AIM.
Rewrite the records from the line that has "of the bushy" through the end of the records, replacing "bushy" with "leafy" and changing nothing else.

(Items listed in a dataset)
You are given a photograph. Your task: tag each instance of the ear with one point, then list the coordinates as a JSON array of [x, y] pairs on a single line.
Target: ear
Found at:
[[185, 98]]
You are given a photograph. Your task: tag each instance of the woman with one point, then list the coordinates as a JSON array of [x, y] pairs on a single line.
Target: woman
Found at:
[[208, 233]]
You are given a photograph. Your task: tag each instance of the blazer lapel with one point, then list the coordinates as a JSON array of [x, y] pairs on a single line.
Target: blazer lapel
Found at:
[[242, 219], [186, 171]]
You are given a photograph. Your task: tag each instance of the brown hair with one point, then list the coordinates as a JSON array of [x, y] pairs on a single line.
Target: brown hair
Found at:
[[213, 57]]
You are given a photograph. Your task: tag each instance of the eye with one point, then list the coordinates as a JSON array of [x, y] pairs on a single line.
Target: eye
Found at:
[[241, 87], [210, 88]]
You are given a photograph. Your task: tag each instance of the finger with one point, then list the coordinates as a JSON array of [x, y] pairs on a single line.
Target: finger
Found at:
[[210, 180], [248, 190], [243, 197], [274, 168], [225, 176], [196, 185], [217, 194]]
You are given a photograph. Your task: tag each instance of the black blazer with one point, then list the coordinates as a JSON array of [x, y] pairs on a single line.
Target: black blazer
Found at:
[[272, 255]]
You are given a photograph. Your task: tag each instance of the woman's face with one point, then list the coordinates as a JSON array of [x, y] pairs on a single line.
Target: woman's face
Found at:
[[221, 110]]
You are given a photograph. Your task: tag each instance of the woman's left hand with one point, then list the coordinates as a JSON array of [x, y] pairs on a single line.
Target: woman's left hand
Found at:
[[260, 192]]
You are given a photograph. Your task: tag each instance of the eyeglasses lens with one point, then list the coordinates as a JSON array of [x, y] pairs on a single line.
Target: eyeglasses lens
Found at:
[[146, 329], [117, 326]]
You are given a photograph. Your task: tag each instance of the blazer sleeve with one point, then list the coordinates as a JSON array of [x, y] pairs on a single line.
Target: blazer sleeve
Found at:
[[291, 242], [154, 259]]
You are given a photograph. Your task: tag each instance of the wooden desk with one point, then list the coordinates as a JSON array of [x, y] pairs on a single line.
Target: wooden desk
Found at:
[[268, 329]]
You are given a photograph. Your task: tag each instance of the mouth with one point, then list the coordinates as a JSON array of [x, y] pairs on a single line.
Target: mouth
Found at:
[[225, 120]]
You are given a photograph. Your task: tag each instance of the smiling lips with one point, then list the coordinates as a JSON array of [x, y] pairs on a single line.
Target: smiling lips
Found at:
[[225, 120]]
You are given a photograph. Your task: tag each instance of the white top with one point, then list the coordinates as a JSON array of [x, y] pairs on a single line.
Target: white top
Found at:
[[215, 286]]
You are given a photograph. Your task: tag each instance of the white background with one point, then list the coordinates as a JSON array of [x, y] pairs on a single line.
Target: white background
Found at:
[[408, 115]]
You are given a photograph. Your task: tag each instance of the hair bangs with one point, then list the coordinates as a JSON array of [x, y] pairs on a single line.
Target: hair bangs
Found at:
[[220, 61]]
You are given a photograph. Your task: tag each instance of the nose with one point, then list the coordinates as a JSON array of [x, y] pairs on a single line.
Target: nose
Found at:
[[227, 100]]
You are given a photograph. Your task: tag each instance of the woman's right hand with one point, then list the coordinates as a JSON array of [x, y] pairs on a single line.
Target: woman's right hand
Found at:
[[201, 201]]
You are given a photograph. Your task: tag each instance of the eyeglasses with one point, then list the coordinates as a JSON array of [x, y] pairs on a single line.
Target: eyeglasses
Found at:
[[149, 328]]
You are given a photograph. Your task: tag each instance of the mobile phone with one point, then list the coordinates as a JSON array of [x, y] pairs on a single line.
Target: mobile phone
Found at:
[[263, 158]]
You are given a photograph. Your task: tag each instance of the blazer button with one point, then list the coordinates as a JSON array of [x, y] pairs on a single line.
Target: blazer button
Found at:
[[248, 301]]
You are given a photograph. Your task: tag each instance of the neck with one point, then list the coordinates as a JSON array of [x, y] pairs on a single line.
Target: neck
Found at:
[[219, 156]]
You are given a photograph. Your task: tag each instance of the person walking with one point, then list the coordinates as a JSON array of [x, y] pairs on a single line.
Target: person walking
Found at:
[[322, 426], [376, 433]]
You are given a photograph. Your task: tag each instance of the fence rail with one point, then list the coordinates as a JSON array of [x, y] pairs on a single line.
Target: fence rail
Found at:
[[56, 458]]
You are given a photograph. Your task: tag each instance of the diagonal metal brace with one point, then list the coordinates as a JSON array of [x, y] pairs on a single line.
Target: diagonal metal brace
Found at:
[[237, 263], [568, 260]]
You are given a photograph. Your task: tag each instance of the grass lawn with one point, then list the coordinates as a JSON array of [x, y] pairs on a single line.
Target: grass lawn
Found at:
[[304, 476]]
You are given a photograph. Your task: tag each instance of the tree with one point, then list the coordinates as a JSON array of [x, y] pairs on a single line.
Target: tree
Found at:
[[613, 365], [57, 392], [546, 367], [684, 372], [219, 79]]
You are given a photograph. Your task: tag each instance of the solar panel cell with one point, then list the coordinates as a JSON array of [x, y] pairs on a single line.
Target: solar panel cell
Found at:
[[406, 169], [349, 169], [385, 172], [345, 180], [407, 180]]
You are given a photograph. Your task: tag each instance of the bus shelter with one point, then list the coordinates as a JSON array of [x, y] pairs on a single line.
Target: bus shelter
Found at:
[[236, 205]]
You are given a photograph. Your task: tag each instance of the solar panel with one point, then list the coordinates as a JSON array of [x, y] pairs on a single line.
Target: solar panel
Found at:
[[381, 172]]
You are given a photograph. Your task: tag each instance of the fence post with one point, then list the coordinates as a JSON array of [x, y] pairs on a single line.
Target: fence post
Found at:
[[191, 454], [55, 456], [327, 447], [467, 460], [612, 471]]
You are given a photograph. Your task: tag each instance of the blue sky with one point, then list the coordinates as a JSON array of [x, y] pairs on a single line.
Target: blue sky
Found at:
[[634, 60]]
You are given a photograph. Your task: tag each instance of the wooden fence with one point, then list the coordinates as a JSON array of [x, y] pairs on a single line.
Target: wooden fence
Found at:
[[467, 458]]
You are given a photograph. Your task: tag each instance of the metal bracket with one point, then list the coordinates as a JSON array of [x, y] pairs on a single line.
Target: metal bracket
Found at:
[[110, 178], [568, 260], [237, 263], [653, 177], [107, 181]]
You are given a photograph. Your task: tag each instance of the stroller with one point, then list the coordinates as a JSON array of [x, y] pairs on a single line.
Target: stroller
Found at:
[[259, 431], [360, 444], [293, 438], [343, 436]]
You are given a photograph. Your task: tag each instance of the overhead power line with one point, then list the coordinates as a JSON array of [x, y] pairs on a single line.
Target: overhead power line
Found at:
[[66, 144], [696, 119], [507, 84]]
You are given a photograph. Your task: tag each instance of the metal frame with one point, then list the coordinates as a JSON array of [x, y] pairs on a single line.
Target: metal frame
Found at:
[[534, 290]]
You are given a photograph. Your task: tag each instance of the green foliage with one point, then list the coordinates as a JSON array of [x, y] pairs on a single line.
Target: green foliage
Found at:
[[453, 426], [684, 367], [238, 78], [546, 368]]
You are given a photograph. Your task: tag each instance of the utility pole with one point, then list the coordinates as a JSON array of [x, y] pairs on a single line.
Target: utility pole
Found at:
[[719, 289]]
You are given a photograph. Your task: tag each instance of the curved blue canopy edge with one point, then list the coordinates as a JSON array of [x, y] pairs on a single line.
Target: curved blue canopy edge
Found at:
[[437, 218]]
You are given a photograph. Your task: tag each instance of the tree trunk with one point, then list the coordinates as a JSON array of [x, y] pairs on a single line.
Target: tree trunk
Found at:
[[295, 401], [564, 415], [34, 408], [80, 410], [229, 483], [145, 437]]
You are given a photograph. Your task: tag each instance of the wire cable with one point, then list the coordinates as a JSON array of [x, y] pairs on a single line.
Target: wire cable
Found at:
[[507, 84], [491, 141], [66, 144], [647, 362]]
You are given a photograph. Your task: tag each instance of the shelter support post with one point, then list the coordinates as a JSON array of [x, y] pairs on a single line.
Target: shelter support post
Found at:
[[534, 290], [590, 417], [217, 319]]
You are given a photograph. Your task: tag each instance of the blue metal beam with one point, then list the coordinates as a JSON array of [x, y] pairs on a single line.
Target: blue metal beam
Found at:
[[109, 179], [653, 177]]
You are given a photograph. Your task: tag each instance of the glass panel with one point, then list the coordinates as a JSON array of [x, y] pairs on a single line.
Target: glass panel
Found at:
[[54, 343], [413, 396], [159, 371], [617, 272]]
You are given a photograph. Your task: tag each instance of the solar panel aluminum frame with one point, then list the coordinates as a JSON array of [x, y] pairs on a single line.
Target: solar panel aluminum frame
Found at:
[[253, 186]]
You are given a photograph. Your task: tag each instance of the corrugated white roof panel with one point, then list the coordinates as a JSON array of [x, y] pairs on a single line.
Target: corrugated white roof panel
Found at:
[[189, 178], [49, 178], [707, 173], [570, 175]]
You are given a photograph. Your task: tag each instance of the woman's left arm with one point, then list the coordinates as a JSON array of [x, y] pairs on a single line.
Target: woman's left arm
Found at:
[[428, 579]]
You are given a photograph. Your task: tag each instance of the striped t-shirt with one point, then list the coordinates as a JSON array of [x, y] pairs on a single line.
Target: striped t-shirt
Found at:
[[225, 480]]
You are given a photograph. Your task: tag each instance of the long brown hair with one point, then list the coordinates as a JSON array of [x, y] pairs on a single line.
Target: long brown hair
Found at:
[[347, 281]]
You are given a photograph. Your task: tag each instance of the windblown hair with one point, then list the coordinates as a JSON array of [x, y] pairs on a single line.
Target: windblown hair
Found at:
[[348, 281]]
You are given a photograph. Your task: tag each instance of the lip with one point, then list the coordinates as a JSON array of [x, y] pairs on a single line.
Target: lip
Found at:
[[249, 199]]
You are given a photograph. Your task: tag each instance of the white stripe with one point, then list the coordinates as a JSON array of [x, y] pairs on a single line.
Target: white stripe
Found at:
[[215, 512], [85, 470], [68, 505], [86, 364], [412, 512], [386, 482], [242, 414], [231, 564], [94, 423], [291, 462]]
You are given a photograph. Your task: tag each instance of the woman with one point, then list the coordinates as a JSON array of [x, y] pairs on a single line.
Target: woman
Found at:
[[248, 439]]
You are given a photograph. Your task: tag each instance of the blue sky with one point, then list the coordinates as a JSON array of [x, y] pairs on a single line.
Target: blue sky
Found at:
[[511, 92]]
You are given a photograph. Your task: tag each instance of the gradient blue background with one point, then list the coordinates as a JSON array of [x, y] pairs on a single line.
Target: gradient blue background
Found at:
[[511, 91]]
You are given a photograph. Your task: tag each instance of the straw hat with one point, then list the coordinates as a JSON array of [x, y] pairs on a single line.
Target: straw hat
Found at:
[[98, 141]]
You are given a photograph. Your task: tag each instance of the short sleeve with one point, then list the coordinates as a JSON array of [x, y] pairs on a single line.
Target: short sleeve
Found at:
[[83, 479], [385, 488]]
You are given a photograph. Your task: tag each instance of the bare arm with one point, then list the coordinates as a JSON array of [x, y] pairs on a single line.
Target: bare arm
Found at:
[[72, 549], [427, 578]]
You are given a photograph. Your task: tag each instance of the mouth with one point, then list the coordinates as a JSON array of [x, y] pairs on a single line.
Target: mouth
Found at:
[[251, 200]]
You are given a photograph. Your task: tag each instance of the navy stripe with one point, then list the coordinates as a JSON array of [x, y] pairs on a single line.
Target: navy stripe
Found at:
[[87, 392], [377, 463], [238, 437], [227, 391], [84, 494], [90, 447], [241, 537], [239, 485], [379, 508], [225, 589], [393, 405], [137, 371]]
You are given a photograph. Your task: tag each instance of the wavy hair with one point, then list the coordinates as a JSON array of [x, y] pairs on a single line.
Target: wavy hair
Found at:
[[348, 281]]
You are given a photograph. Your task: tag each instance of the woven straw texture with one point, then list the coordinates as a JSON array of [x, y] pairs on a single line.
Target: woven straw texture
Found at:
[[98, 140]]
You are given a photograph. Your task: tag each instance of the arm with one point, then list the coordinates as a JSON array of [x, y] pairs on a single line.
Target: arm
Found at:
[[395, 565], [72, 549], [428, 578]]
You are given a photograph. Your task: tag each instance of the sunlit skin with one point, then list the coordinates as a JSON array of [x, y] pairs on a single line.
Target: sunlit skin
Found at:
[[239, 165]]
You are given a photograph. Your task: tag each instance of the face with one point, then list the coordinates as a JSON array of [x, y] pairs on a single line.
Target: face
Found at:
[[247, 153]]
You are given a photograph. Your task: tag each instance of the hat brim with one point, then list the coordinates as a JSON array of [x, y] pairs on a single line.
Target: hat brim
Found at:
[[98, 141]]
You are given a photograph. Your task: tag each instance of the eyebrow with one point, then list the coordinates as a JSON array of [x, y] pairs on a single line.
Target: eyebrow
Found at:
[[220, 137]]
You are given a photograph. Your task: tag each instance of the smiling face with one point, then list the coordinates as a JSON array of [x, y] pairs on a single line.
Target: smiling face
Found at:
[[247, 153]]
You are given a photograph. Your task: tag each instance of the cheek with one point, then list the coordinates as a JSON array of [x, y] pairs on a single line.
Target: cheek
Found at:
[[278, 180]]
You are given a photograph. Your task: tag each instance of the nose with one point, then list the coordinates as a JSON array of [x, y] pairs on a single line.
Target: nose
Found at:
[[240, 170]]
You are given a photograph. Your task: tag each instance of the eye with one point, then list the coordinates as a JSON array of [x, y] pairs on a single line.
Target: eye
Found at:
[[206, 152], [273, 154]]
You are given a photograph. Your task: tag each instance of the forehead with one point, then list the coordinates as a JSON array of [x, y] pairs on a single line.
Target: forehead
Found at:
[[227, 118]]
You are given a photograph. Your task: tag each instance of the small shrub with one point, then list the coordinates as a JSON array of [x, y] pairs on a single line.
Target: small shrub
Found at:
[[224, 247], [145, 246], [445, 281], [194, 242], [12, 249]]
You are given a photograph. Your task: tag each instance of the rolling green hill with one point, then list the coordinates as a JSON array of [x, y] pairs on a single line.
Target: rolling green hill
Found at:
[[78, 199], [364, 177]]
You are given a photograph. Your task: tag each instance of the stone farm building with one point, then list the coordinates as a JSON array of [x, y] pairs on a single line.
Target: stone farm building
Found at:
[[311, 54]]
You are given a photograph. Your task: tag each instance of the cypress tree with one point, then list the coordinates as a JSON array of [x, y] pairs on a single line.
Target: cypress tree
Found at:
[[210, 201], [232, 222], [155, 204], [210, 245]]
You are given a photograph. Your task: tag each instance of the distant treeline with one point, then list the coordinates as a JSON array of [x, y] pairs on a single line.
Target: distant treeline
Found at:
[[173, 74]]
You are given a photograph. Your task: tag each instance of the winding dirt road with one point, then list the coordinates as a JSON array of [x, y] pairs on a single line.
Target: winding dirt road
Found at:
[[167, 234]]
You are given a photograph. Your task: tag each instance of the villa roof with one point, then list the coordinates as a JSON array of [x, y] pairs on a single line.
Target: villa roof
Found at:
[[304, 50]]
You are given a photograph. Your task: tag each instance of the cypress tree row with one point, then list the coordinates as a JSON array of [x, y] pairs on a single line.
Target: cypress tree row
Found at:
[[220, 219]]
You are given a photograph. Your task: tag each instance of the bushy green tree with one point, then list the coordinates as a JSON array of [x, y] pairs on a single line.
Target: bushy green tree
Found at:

CORRECT RESULT.
You are given a photograph. Your task: tag each instance of the leafy green tree with one point, then list the coordinates as a JSON array of [x, y] pairs on a single line.
Target: leafy green tree
Found at:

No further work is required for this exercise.